- Exercise directions:
Nothing may be dropped or added when the entries below are copied.

- Available records:
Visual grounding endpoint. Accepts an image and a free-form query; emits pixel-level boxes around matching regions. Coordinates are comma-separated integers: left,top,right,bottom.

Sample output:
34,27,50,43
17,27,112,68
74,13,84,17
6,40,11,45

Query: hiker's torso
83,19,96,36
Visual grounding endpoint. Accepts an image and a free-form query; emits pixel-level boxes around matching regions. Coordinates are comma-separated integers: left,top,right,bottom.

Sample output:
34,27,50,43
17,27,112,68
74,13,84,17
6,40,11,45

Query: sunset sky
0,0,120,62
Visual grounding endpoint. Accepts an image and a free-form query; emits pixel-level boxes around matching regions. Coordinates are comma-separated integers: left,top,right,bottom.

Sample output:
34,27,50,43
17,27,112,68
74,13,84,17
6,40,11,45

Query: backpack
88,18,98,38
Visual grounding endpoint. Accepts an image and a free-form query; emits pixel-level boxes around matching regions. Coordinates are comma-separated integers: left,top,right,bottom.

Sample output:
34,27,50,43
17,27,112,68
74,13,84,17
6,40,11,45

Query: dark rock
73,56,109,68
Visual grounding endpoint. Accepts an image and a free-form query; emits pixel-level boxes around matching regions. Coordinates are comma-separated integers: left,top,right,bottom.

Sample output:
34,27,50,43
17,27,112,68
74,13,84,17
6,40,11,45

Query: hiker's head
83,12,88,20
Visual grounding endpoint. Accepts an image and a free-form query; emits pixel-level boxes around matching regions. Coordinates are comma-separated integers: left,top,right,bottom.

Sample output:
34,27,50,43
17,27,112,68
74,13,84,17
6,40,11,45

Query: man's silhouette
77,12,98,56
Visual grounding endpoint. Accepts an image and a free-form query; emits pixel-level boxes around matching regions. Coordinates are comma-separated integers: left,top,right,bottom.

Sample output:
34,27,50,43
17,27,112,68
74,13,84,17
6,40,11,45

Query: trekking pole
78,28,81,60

- Response area:
Visual grounding endpoint. Accepts an image and a free-form query; emits pixel-level boxes around matching regions. Coordinates are comma-separated integers: left,top,right,bottom.

Sample output:
34,27,50,43
17,27,112,68
74,13,84,17
6,40,11,45

Query: hiker's torso
83,19,96,36
Visual grounding endpoint. Accepts an image and a free-form query; emits pixel-level boxes around matching regions. Coordinates are comma-separated integers: left,top,right,bottom.

Sample output:
34,27,50,43
17,27,112,68
74,13,84,17
6,40,11,45

Query: sunset sky
0,0,120,62
Visual grounding endpoint. Accepts an image and a free-form query; emits pixel-level boxes around matching regions. Coordinates are comma-separated integers: left,top,right,bottom.

Sample output:
34,27,50,43
17,27,112,68
74,13,84,17
6,40,11,45

Query: backpack
88,18,98,38
Visual grounding endpoint. Accepts an image and a free-form query; emits pixel-level boxes around matching regions. Coordinates are comma-separated integers: left,top,right,bottom.

Sample output:
34,27,50,43
17,27,112,68
74,13,84,17
6,40,11,45

Query: dark rock
73,56,109,68
Visual grounding endpoint. Accepts an image and a free-form query; emits pixel-level boxes around matching regions. Coordinates are comma-separated integers: left,top,right,bottom.

Sample output:
34,27,50,43
17,27,112,68
74,13,84,17
6,40,11,45

Query: hiker's head
83,12,88,20
Visual grounding endpoint. Accepts an image and a free-form query; emits pixel-level boxes around matching regions. Coordinates are comma-separated integers: left,top,right,bottom.

Sample output:
34,27,50,43
17,27,112,68
74,13,84,17
6,40,11,45

Query: man's silhouette
77,12,98,56
Visual grounding endpoint. Accepts an image and a free-form query; emits pixel-level boxes around matching regions. Coordinates are comma-separated integers: left,top,right,bottom.

Sample output:
34,27,50,43
17,27,112,68
74,13,84,17
6,40,11,45

Query: trekking pole
78,28,81,60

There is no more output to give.